YOUR INSTRUCTIONS:
Set down, word for word, the line with "# the even-odd rule decides holes" and the lines after it through the final line of the data below, without pictures.

Records excerpted from a collection:
____

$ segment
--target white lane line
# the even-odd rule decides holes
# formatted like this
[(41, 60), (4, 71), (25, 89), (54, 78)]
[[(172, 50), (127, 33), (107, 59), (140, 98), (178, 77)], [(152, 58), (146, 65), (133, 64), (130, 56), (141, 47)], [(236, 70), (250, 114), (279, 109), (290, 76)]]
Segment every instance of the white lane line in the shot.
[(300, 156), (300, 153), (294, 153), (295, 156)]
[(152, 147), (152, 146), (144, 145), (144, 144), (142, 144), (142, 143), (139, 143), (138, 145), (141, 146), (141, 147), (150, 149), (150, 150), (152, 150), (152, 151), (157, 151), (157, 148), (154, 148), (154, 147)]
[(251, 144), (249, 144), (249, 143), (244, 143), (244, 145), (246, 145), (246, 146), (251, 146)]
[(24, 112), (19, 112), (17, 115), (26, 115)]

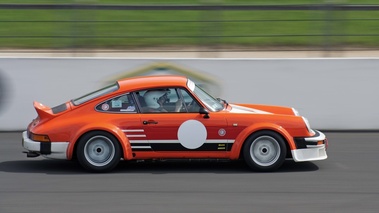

____

TASK RESPONSE:
# the even-odd rule decides holes
# formatted like this
[(41, 60), (4, 71), (25, 89), (54, 78)]
[[(172, 50), (127, 33), (107, 59), (140, 98), (178, 77)], [(152, 58), (146, 65), (133, 64), (130, 56), (141, 47)], [(236, 70), (250, 114), (279, 109), (290, 76)]]
Segment every instance of the white lane line in the shot.
[(300, 156), (300, 153), (294, 153), (295, 156)]
[(152, 147), (152, 146), (144, 145), (144, 144), (142, 144), (142, 143), (139, 143), (138, 145), (141, 146), (141, 147), (150, 149), (150, 150), (152, 150), (152, 151), (157, 151), (157, 148), (154, 148), (154, 147)]
[(251, 144), (249, 144), (249, 143), (244, 143), (244, 145), (246, 145), (246, 146), (251, 146)]
[(24, 112), (19, 112), (17, 115), (26, 115)]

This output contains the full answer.